WHAT TO PRODUCE: Every line of the material below should be copied exactly.

ENTRIES PROVIDED:
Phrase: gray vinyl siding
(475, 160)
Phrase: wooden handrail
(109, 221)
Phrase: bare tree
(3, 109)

WRITTEN ANSWER:
Phrase: gray vinyl siding
(475, 160)
Phrase: wooden handrail
(109, 221)
Phrase: bare tree
(3, 109)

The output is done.